● Exercise details
In the entries that follow, copy exactly each line from the first through the line with "304L903 342L891 295L641".
-- Task data follows --
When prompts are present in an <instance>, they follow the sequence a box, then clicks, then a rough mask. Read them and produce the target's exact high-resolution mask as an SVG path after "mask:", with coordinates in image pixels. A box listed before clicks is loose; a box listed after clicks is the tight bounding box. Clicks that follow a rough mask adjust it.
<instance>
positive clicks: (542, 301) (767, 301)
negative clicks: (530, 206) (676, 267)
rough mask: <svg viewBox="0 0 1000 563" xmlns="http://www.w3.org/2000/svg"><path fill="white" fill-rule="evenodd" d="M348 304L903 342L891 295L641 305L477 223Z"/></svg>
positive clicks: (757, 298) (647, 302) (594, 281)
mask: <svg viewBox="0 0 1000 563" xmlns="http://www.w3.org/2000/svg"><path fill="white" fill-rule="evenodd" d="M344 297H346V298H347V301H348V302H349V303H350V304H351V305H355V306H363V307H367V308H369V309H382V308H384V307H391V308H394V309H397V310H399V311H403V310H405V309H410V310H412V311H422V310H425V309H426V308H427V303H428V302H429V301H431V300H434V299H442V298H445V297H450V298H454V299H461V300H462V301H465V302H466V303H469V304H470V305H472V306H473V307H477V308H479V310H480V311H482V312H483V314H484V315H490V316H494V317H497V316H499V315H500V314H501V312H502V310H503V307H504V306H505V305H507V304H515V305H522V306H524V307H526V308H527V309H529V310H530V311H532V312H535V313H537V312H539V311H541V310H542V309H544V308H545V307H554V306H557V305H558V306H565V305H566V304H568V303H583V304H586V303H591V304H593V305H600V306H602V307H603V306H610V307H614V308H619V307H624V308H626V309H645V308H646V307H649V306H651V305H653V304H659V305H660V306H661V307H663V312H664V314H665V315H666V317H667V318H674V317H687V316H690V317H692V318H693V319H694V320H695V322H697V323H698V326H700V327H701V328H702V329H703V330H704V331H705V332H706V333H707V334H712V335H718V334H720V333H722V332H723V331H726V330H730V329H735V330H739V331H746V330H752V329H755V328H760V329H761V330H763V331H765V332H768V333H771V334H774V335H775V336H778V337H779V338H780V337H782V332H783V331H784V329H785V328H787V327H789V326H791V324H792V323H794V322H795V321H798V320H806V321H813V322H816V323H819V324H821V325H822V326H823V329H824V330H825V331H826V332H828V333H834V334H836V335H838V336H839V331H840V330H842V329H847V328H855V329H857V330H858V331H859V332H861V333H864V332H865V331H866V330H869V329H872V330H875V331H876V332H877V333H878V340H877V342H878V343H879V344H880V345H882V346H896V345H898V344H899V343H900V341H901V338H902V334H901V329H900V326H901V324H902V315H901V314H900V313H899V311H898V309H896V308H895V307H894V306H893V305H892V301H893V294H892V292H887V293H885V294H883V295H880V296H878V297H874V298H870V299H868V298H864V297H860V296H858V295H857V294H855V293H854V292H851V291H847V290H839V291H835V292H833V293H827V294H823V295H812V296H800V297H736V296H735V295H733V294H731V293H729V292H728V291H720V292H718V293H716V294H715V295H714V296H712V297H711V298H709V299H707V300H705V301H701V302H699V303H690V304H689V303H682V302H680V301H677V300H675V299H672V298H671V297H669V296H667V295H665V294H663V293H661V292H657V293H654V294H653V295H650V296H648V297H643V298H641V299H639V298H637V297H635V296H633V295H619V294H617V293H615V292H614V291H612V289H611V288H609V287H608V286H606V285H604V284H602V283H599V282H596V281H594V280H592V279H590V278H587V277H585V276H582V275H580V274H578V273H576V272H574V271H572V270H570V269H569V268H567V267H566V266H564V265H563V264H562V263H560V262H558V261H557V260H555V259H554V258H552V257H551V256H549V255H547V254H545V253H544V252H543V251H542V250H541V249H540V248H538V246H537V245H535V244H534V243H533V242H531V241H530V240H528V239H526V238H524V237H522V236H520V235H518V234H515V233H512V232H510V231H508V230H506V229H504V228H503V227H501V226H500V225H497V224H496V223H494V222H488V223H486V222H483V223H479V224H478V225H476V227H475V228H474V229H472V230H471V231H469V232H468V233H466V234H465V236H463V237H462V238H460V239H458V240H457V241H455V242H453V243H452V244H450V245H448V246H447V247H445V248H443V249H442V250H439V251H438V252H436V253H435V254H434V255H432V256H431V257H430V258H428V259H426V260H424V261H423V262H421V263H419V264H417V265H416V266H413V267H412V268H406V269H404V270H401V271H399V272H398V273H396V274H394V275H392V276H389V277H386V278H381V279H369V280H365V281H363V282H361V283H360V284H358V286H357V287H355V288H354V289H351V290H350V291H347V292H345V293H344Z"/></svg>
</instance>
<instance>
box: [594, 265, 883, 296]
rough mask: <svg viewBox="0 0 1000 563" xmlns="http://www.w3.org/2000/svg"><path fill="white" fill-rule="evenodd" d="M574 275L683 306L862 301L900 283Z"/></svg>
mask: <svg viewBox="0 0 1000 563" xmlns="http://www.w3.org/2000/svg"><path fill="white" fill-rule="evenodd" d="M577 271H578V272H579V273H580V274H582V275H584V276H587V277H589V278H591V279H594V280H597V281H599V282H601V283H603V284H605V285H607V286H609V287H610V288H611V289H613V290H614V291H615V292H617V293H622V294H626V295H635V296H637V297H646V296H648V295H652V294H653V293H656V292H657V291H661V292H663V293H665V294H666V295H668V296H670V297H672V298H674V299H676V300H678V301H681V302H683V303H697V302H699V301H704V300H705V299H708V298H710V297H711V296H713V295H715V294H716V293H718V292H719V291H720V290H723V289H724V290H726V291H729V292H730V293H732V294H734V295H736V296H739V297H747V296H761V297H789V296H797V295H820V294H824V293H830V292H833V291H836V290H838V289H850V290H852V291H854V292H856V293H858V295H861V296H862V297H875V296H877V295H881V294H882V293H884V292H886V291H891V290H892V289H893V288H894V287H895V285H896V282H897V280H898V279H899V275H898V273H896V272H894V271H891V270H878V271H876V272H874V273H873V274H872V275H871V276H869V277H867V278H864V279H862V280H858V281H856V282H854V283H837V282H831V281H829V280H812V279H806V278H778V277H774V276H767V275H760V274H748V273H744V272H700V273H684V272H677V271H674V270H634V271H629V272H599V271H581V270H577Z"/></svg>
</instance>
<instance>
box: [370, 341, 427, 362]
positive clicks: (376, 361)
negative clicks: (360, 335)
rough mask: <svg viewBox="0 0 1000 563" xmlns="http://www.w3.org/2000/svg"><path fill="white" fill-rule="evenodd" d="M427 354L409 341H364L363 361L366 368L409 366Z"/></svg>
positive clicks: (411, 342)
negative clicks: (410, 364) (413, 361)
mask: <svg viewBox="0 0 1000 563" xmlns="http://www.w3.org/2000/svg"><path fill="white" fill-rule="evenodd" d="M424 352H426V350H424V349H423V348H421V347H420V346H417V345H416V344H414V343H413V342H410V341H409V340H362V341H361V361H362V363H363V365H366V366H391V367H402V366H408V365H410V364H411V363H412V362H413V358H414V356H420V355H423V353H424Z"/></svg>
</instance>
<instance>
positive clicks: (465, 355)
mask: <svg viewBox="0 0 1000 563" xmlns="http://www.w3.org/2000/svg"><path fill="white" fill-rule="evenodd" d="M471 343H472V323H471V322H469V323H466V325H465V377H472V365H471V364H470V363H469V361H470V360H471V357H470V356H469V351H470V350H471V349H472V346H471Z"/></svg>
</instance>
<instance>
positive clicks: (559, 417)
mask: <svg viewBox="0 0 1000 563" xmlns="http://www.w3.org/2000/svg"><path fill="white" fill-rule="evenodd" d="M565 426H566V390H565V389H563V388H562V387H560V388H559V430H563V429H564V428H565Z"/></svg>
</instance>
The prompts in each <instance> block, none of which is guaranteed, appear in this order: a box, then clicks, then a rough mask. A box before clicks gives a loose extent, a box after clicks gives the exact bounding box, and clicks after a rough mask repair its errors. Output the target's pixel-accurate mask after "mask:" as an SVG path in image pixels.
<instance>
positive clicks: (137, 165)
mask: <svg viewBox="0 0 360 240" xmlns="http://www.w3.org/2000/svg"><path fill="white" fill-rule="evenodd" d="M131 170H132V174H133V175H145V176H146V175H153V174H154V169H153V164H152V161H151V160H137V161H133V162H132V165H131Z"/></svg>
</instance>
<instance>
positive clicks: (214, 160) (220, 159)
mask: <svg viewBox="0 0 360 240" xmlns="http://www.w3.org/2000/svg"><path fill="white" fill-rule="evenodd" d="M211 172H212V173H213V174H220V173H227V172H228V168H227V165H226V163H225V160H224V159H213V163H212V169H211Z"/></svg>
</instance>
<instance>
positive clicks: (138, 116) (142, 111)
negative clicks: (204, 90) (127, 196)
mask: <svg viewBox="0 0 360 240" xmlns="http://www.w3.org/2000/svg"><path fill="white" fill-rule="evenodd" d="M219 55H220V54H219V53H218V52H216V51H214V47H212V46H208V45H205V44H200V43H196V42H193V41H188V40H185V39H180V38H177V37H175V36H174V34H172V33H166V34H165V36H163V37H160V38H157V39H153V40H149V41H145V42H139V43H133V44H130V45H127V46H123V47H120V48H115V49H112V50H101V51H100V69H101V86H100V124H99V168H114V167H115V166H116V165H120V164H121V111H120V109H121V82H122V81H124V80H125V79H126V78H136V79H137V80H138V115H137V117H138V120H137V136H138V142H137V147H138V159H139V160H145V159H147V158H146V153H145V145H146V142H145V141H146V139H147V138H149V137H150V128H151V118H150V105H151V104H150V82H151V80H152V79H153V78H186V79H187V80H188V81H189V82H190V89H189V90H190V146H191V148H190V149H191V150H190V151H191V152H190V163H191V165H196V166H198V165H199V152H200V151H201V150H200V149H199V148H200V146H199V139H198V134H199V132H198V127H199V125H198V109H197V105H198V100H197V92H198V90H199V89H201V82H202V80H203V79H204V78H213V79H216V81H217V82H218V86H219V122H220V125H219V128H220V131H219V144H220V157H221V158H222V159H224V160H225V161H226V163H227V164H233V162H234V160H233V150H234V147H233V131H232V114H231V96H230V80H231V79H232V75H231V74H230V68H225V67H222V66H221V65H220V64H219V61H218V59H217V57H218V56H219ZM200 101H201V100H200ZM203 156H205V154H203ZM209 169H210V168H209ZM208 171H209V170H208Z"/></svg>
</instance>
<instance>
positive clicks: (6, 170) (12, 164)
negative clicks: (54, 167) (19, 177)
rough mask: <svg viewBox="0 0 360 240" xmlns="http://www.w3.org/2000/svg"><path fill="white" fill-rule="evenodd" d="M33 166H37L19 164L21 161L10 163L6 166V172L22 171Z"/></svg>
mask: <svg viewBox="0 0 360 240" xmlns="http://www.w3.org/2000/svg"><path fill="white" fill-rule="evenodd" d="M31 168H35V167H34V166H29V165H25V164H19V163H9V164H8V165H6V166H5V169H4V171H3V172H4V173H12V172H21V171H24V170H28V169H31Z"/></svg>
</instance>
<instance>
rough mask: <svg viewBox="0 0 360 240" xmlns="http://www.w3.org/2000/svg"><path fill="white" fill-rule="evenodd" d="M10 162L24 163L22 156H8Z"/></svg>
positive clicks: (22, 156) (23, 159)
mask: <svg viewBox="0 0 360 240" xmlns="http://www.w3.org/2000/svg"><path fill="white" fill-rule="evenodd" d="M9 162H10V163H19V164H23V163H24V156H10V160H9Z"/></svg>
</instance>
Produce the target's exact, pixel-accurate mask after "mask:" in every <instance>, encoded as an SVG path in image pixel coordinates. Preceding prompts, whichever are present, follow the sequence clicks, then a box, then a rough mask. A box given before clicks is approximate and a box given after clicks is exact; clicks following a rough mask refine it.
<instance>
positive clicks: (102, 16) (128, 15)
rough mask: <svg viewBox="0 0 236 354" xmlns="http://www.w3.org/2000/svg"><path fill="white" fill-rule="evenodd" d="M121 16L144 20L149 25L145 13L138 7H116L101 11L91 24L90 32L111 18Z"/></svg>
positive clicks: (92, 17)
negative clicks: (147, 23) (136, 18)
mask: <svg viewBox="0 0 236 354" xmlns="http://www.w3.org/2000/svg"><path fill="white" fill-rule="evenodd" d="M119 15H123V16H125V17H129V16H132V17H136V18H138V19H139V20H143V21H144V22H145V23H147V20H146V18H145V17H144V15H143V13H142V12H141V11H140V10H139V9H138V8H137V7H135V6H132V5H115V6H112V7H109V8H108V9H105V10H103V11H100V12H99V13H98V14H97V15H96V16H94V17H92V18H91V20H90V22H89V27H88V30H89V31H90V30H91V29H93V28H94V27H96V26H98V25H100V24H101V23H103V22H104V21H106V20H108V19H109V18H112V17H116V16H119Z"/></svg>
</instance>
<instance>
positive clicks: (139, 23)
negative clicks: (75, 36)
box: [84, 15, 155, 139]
-- Task data concluded --
● Exercise answer
When prompts are present in an <instance>, they follow the sequence a box, then clicks, then a rough mask. Read them and produce the target's exact high-resolution mask as an SVG path after "mask:", with coordinates in image pixels. A box listed before clicks is loose; a box listed after clicks is the tight bounding box. Clicks that follow a rough mask adjust it.
<instance>
positive clicks: (542, 301) (767, 301)
negative clicks: (530, 206) (676, 267)
rough mask: <svg viewBox="0 0 1000 563" xmlns="http://www.w3.org/2000/svg"><path fill="white" fill-rule="evenodd" d="M348 304L903 342L891 295L641 305L477 223Z"/></svg>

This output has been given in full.